**TASK PROMPT**
Across the records that follow, how many lines contain the string "arched"? Answer with the number only.

== RAW DATA ==

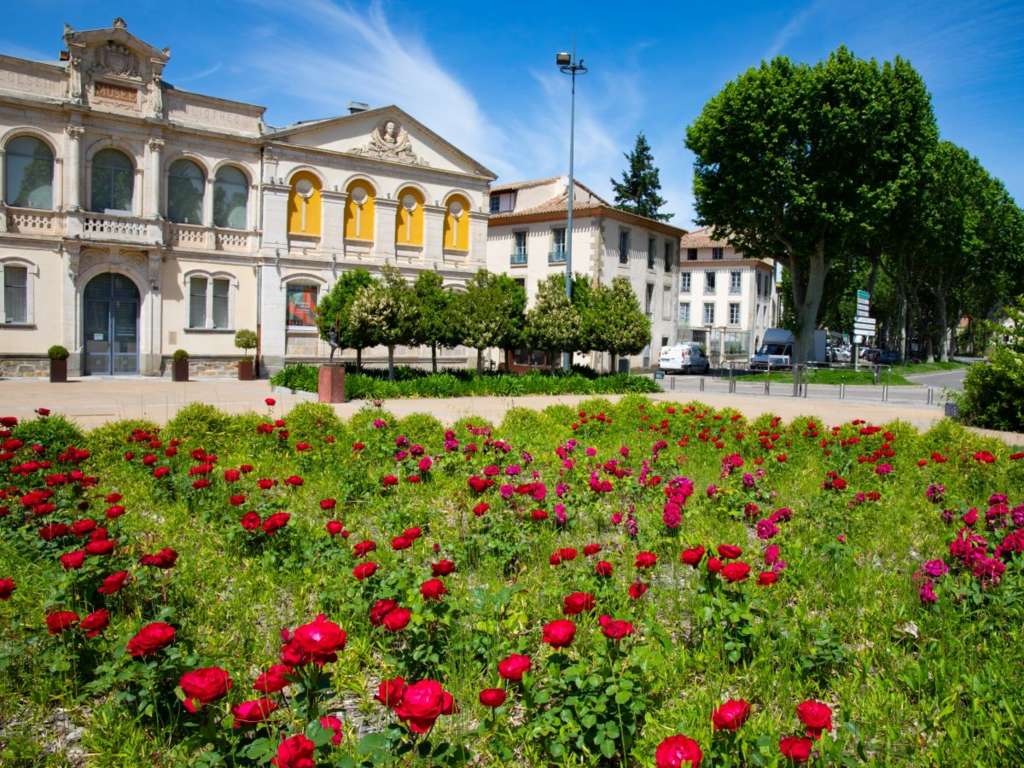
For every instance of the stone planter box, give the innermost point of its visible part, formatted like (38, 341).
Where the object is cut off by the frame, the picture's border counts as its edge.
(331, 384)
(58, 371)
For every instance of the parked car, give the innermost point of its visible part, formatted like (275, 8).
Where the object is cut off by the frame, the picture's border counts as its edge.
(686, 357)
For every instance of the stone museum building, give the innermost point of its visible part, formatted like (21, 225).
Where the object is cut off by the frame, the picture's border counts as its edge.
(137, 218)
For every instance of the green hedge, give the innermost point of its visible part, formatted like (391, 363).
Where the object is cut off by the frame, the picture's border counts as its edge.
(464, 383)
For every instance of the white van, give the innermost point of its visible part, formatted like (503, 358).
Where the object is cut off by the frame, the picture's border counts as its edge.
(686, 357)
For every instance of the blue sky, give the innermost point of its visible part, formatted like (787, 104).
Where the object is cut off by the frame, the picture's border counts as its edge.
(482, 74)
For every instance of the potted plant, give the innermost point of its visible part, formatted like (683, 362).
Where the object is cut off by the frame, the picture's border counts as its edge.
(246, 340)
(58, 363)
(179, 366)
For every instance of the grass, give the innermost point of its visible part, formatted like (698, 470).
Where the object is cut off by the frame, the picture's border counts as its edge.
(908, 684)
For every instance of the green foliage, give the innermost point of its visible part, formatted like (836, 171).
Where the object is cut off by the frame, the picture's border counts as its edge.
(638, 192)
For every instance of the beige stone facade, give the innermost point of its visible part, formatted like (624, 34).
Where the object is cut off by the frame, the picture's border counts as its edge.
(138, 218)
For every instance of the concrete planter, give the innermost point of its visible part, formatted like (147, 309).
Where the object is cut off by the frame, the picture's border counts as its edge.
(58, 371)
(331, 384)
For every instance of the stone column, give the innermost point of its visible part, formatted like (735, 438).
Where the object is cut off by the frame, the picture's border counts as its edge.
(73, 170)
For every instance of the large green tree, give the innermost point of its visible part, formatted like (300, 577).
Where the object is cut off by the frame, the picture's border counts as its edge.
(435, 324)
(807, 164)
(639, 189)
(333, 311)
(491, 313)
(385, 312)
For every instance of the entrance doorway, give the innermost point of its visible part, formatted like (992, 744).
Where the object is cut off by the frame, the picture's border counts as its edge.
(111, 311)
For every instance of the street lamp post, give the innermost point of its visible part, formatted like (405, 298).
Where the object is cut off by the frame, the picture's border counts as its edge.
(568, 65)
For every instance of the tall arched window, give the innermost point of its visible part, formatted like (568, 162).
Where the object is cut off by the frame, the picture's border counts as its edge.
(113, 181)
(409, 222)
(359, 211)
(230, 199)
(185, 184)
(303, 205)
(29, 173)
(457, 223)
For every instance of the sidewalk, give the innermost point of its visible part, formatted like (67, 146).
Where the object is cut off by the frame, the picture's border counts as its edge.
(93, 401)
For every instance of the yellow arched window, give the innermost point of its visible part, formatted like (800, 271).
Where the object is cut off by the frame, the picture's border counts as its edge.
(409, 222)
(457, 223)
(303, 205)
(359, 212)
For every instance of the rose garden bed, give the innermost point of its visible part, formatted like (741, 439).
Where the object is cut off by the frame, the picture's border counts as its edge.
(639, 584)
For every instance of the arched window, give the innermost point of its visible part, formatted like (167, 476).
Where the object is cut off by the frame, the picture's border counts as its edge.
(359, 211)
(29, 173)
(113, 181)
(409, 222)
(230, 199)
(457, 223)
(303, 205)
(185, 184)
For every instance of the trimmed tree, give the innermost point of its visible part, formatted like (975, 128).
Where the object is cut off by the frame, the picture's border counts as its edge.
(491, 313)
(384, 312)
(639, 189)
(613, 321)
(435, 325)
(333, 311)
(553, 324)
(807, 165)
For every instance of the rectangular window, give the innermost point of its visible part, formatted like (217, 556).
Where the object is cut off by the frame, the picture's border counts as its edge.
(15, 294)
(301, 309)
(557, 245)
(220, 290)
(197, 302)
(519, 248)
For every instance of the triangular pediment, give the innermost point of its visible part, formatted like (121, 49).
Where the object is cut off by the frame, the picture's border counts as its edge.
(387, 134)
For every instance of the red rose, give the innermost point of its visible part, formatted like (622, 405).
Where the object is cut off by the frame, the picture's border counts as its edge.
(253, 713)
(150, 639)
(365, 570)
(514, 667)
(493, 697)
(442, 567)
(95, 623)
(273, 679)
(321, 640)
(577, 603)
(796, 749)
(421, 704)
(735, 571)
(731, 715)
(816, 716)
(295, 752)
(389, 691)
(113, 584)
(60, 621)
(203, 686)
(678, 751)
(433, 589)
(559, 633)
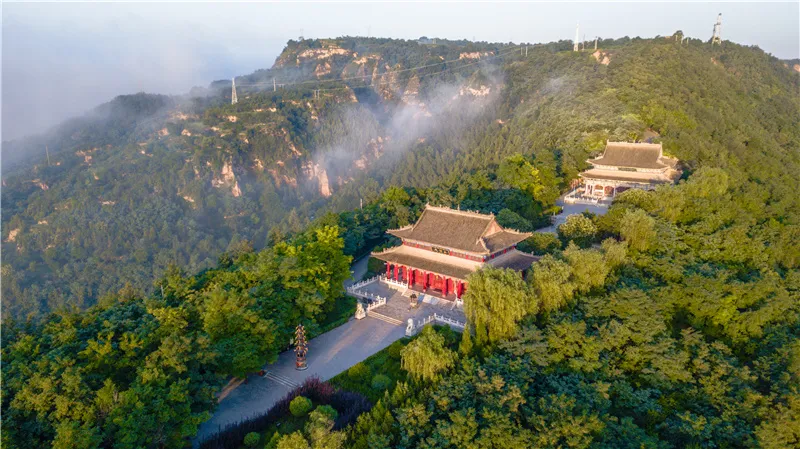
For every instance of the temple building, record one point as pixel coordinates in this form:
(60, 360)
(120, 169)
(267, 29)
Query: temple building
(445, 245)
(624, 166)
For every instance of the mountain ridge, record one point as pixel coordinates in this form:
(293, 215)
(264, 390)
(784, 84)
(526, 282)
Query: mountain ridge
(217, 173)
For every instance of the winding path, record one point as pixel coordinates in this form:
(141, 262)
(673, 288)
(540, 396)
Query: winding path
(328, 355)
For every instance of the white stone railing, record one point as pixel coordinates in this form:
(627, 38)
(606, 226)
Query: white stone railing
(448, 320)
(393, 282)
(413, 326)
(376, 302)
(360, 284)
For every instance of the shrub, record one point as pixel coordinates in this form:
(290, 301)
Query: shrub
(273, 442)
(381, 382)
(350, 405)
(252, 439)
(393, 351)
(300, 406)
(327, 411)
(232, 435)
(358, 372)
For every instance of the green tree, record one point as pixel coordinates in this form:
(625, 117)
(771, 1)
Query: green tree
(427, 357)
(519, 173)
(578, 228)
(638, 230)
(551, 283)
(497, 299)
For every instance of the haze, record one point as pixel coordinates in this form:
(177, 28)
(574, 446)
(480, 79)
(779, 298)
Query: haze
(59, 60)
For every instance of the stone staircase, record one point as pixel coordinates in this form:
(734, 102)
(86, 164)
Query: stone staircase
(281, 379)
(385, 318)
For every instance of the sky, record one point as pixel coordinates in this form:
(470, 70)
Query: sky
(61, 59)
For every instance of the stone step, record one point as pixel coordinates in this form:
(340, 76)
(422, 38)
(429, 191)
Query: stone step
(385, 318)
(281, 379)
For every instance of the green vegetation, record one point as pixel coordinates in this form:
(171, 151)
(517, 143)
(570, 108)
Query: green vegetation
(138, 371)
(671, 321)
(252, 439)
(300, 406)
(383, 365)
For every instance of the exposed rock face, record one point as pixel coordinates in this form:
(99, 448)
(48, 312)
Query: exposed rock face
(227, 178)
(322, 69)
(473, 55)
(312, 170)
(41, 184)
(86, 155)
(481, 91)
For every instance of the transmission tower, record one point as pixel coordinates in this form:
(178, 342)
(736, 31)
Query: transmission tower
(715, 38)
(577, 37)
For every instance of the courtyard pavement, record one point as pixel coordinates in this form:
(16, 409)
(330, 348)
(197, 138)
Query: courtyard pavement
(398, 306)
(328, 355)
(573, 209)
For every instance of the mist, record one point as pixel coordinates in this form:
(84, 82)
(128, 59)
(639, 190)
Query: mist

===

**WRITTEN SOLUTION**
3